TEXT TO READ:
********
# Dogue de bordeaux help!!



## bashx0 (Jun 19, 2011)

Hi there, New to the forum!!

Have just bought a dogue de bordeaux pup, 7 weeks old. He has settled in extremely well.

Does anyone have any tips/advice ??

Thanks

Ashleigh


----------



## sullivan (Aug 29, 2008)

Yes only advice is bare in mind what it gets away with whilst cute and small he will do as a adult unless taught otherwise. There a gorg breed, but need to know that your there master/pack leader and use lots of positive rewards. Lots of social meetings whilst still very young into adult hood . I.e meeting other dogs, people, strange situations and then you have a more confident and well balanced dog. As soon as all jabs are done get your pup out and about so he builds up his confidence. goodluck.


----------



## Guest (Jun 19, 2011)

bashx0 said:


> Hi there, New to the forum!!
> 
> Have just bought a dogue de bordeaux pup, 7 weeks old. He has settled in extremely well.
> 
> ...


Yep! I have plenty! they have big feet, bump into things knock you over and are very norty! save yourself all that damage - GIVE HIM TO ME


----------



## Sled dog hotel (Aug 11, 2010)

bashx0 said:


> Hi there, New to the forum!!
> 
> Have just bought a dogue de bordeaux pup, 7 weeks old. He has settled in extremely well.
> 
> ...


Did the Breeder not give you a puppy pack including basic info including diet,feeding times etc.

I havent dot a DDB, but just puppy info in general. I would say assuming you have only just got him, begin toilet training straight away taking him out in the garden.
Begin to learn him the basics training wise, they are very receptive and eager to please at this age so, ideal time to begin training him. He is too young to go out yet,
but getting him used to a collar and lead in the garden is a good idea. Keep him on the same food as the breeder had him on, aat least for the first few weeks. Pups can get gippy tums through the stress of going to their new homes as it is, and sudden changes of food can make it worse. if you want to change wait until he has settled in, then do the change over a week or two, adding less of the existing and a bit more of the new each day. Remember any behaviour you see now as a pup that might seem funny and entertaining wont be in a big dog, so any problems like mouthing nipping and jumping up, train him not too now when its a damn site easier than later on. Establish a routine and stick to it, pups thrieve on a routine.
********
RECORDED INFORMATION:
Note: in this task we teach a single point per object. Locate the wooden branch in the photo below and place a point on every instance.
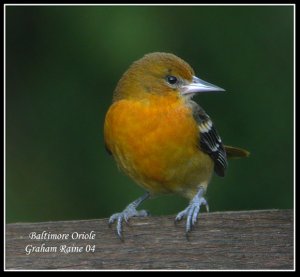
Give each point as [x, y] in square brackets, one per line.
********
AIM OF THE EXERCISE:
Extend the forum thread about the new dogue de bordeaux puppy, starting right after its last sentence.

EXERCISE RESPONSE:
Start getting him used to sights sounds and situations, he cant walk about outside,
but you can carry him about, its not such a culture shock and scary when he can go out and walk about then. Take him for short trips in the car, to geet him used to travel. Think about enrolling him in a puppy socialisation class as soon as he has had his jabs and can go out.

probably lots of other things Ive forgotten (Its been awhile since mine were small pups) but hope these few basics might help.


----------



## Sled dog hotel (Aug 11, 2010)

One other thing that may help if you havent discovered it already is The Dogue de Bordeaux Club of great britain. Usually lots of breed specific information on the breed club websites, that might be of help.

k9breeds.co.uk
There seems to be a problem with the link

but www.nddbc.co.uk/ has links on there to it (if this works)


----------



## pickle (Mar 24, 2008)

The only thing I know for sure is every single one I have come across is a big old softie wuss. They are not for me but I can't fault the temperament of any I have met. Good luck and enjoy!


----------



## tanky (Jun 19, 2011)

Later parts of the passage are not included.